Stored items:

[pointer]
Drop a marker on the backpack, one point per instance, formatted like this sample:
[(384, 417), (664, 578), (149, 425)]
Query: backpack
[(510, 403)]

- The request -
Render every line of the material above as a JSON list of strings, one string per line, with blank lines omitted.

- Final result -
[
  "[pointer]",
  "Drop a marker on the backpack, one point per instance, formatted like this sample:",
  "[(384, 417), (664, 578), (149, 425)]",
  "Query: backpack",
  "[(510, 403)]"
]